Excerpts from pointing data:
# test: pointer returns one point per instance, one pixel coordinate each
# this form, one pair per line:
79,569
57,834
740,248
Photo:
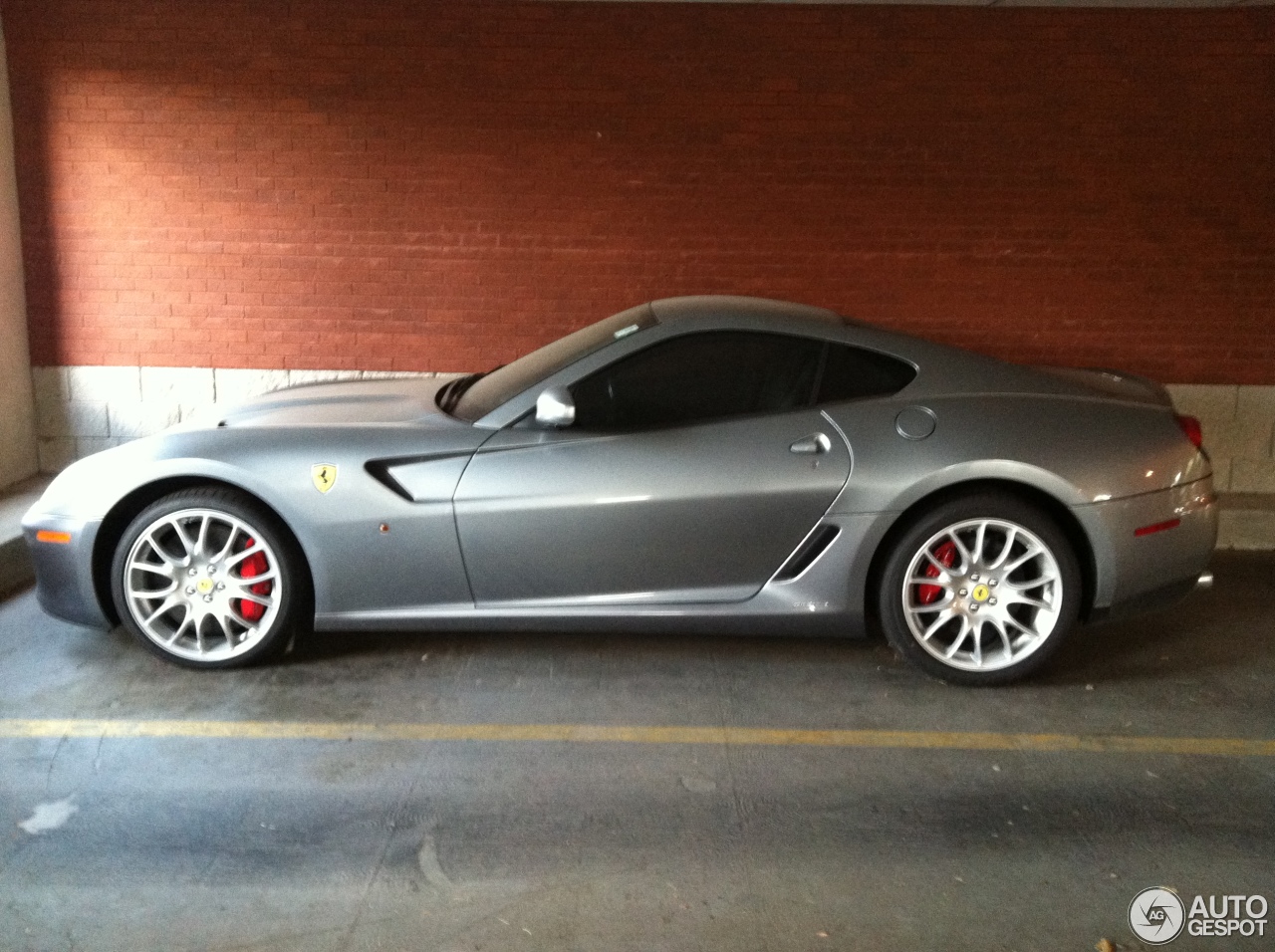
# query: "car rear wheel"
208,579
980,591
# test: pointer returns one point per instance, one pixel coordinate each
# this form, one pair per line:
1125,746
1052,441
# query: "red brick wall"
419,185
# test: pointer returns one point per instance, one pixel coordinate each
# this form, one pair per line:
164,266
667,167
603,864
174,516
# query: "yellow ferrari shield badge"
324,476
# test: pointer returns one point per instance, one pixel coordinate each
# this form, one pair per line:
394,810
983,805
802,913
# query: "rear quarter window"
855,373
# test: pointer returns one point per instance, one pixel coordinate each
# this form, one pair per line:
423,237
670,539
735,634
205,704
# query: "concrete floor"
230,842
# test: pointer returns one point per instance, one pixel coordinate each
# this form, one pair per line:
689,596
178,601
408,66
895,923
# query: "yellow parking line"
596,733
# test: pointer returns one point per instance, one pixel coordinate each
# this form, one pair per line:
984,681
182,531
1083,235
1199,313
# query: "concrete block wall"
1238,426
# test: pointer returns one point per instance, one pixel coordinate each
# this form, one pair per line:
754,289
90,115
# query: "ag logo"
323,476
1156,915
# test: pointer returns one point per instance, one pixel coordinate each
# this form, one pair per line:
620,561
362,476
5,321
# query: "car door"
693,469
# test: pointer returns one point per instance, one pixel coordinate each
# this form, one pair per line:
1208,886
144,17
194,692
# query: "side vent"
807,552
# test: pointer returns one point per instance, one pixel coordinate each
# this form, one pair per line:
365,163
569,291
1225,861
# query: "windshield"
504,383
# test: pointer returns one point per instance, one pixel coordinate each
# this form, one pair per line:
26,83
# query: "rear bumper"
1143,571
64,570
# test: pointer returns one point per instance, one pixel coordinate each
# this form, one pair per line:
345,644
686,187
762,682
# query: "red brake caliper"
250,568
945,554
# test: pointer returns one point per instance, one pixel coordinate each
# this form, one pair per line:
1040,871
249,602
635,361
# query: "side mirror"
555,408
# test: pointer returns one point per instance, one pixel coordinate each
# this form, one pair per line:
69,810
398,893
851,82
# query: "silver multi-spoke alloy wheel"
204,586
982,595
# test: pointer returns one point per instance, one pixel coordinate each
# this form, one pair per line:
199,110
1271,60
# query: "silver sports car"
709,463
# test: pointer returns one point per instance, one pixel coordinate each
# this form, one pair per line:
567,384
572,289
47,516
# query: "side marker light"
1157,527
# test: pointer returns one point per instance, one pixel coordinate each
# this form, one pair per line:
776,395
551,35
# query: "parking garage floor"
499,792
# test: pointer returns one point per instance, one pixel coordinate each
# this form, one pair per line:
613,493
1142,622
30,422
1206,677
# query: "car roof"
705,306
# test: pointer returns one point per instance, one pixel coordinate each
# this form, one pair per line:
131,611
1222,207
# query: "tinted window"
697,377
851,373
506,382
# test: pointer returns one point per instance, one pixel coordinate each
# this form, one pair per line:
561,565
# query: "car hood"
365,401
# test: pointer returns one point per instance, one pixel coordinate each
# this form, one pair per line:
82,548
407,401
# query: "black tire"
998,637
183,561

--

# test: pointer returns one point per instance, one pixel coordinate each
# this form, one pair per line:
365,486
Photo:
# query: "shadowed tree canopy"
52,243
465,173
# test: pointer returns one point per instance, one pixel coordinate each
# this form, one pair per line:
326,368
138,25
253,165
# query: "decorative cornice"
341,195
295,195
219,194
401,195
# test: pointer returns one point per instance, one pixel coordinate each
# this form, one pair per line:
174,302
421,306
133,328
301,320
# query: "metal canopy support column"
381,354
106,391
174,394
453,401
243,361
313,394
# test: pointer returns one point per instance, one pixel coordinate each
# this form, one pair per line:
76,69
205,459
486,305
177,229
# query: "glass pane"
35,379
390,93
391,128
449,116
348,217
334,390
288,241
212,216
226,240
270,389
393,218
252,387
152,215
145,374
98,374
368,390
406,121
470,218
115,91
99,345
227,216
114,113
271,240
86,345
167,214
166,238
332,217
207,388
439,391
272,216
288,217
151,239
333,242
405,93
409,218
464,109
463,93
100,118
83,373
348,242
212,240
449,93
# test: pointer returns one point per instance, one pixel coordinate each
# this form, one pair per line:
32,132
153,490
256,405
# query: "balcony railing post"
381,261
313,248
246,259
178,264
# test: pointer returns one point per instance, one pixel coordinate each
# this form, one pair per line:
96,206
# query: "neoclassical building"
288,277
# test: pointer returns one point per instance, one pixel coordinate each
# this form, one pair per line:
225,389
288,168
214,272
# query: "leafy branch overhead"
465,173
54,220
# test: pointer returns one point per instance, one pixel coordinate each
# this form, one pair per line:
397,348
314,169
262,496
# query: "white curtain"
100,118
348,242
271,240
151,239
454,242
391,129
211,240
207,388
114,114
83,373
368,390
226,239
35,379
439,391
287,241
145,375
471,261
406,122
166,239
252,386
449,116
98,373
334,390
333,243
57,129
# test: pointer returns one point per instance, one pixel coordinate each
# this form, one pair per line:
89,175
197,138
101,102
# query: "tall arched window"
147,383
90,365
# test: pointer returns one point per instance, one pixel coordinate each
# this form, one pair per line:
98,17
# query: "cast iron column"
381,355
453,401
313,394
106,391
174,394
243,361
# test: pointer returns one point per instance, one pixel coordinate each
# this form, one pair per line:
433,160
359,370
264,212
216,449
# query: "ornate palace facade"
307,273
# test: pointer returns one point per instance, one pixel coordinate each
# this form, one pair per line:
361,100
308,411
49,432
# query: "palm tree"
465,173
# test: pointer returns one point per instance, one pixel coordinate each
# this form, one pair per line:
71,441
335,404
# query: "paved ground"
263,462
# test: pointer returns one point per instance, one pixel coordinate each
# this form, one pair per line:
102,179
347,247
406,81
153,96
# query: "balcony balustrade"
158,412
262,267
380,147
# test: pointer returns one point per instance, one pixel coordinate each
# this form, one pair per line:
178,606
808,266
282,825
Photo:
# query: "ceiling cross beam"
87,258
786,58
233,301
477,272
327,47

* * *

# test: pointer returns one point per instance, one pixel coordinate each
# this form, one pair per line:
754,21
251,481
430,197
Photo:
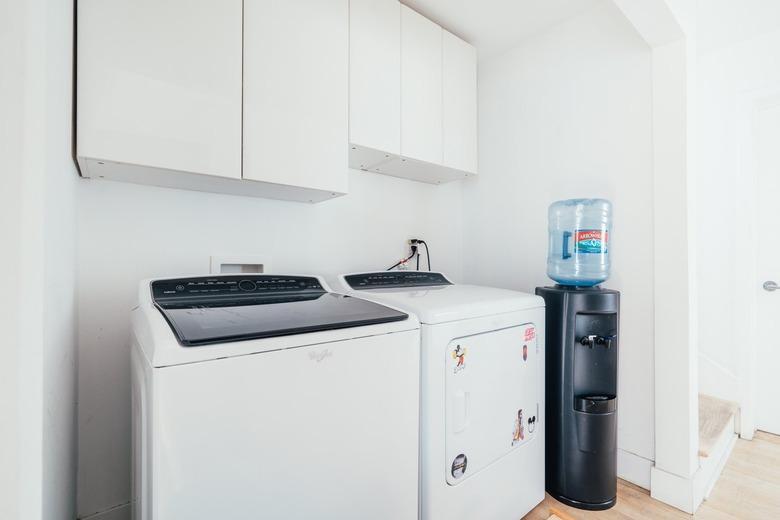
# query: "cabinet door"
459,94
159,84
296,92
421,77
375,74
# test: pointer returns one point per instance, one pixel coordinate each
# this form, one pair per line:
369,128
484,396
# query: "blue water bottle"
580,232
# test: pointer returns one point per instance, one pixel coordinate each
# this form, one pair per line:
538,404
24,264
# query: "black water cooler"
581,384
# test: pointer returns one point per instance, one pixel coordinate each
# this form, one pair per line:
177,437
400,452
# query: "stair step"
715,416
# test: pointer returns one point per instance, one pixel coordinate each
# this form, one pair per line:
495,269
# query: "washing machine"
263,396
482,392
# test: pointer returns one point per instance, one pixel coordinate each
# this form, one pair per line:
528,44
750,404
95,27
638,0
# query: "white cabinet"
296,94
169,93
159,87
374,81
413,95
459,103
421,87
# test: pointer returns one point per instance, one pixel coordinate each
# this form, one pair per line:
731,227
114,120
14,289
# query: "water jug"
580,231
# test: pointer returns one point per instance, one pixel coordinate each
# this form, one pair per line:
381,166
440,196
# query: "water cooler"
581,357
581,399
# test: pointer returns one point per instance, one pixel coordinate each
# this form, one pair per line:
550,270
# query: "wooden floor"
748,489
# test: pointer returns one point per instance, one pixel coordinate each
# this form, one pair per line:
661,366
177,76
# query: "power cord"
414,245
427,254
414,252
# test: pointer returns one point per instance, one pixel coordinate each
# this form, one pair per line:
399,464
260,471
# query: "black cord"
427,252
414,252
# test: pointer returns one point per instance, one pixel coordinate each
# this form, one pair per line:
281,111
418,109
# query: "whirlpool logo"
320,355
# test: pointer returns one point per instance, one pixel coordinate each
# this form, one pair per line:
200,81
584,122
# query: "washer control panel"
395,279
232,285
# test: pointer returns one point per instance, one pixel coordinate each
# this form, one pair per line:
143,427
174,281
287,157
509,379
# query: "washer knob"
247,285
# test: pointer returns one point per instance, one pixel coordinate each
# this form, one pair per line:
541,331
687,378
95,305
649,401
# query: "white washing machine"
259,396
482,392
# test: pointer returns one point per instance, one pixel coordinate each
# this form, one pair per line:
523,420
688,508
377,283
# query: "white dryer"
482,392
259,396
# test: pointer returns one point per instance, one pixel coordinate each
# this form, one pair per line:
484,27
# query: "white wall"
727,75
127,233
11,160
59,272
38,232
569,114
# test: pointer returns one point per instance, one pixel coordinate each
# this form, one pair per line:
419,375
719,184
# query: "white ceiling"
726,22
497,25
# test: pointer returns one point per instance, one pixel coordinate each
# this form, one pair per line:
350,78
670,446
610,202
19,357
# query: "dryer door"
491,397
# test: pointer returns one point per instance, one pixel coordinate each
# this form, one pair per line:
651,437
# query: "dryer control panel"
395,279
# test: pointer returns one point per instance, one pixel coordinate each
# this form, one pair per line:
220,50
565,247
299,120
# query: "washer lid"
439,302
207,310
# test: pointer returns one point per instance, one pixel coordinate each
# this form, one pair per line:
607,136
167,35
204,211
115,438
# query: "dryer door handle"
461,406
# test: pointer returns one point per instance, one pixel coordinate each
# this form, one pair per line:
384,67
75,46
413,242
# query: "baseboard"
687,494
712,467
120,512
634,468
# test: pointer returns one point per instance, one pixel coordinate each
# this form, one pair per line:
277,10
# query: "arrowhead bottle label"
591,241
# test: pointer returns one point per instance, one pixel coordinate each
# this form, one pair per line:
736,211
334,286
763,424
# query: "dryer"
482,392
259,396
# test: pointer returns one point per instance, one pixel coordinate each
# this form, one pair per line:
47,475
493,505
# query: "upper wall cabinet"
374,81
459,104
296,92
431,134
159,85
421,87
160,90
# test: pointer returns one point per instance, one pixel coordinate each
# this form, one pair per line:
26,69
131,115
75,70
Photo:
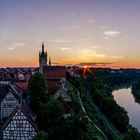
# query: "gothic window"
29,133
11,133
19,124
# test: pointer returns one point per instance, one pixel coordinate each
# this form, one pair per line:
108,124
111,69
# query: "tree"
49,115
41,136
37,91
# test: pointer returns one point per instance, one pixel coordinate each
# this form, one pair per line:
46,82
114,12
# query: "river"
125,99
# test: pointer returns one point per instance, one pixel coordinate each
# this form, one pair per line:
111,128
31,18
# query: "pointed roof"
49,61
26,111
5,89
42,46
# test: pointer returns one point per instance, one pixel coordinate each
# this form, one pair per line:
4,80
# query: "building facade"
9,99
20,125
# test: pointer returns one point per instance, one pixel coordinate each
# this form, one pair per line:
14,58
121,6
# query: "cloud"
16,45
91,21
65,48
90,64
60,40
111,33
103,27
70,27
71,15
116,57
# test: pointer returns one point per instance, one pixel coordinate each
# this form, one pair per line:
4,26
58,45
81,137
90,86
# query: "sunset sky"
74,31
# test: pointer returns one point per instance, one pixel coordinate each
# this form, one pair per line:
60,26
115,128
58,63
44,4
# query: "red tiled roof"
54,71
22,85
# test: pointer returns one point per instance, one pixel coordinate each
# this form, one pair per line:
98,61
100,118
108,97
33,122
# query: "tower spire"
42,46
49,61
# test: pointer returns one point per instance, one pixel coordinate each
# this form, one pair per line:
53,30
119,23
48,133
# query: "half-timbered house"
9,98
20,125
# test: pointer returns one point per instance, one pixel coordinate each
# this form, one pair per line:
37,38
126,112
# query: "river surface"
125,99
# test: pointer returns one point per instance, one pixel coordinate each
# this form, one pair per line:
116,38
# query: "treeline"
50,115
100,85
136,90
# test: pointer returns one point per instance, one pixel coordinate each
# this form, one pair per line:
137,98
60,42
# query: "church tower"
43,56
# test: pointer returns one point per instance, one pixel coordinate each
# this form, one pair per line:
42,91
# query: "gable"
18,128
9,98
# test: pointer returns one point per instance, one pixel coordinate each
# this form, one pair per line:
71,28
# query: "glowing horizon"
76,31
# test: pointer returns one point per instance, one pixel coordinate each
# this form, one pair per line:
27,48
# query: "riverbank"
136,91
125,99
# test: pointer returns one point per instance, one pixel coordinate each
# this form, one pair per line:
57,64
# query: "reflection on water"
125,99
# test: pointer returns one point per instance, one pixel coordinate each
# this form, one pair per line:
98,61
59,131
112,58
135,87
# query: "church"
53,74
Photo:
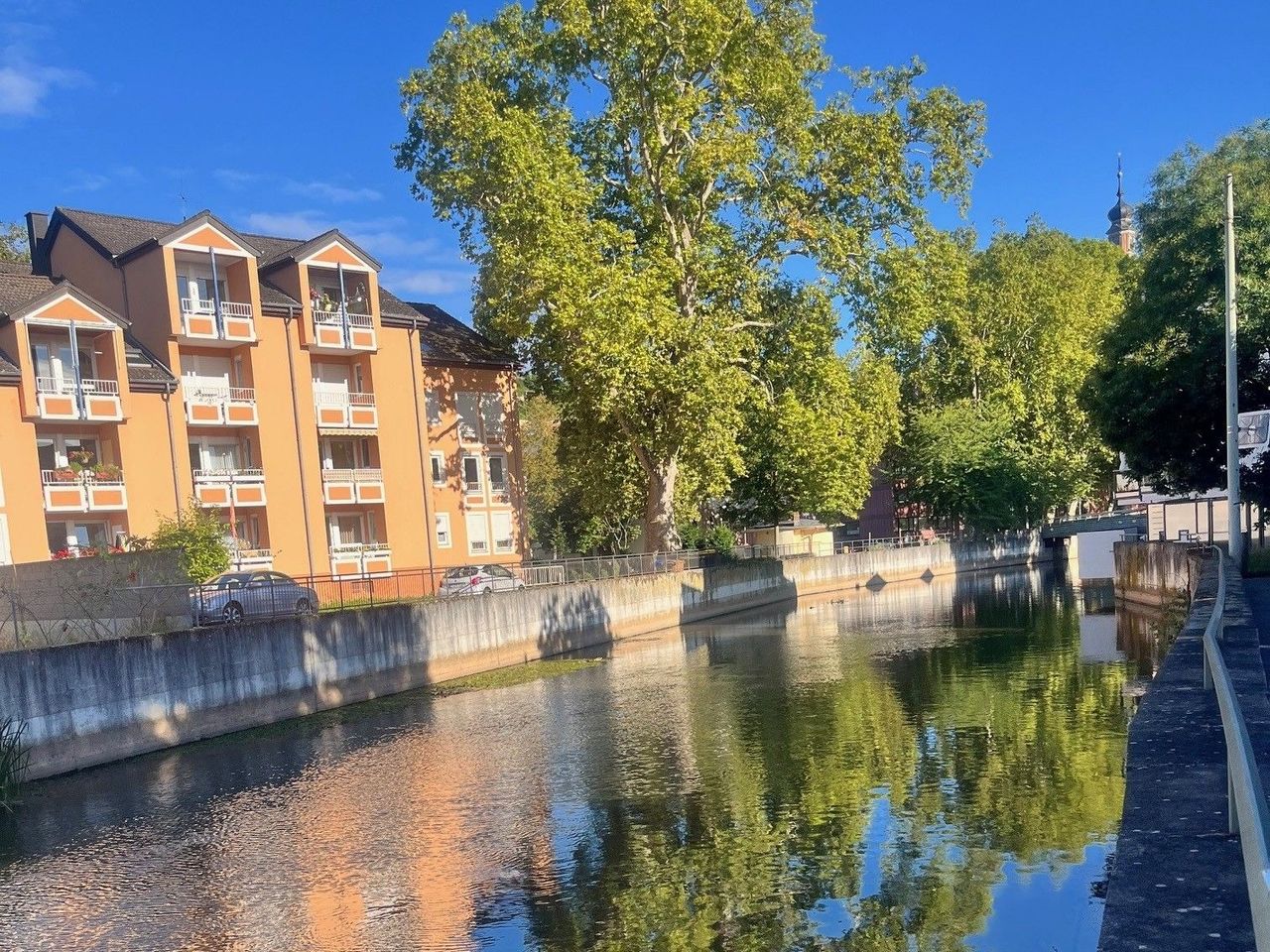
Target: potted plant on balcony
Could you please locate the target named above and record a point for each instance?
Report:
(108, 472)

Set exercise |
Report every line in the pointing data above that contains the word "black", treating uppercase and lowercase as different.

Full response |
# query: "black tire"
# query: "black water cooler"
# query: "black cord"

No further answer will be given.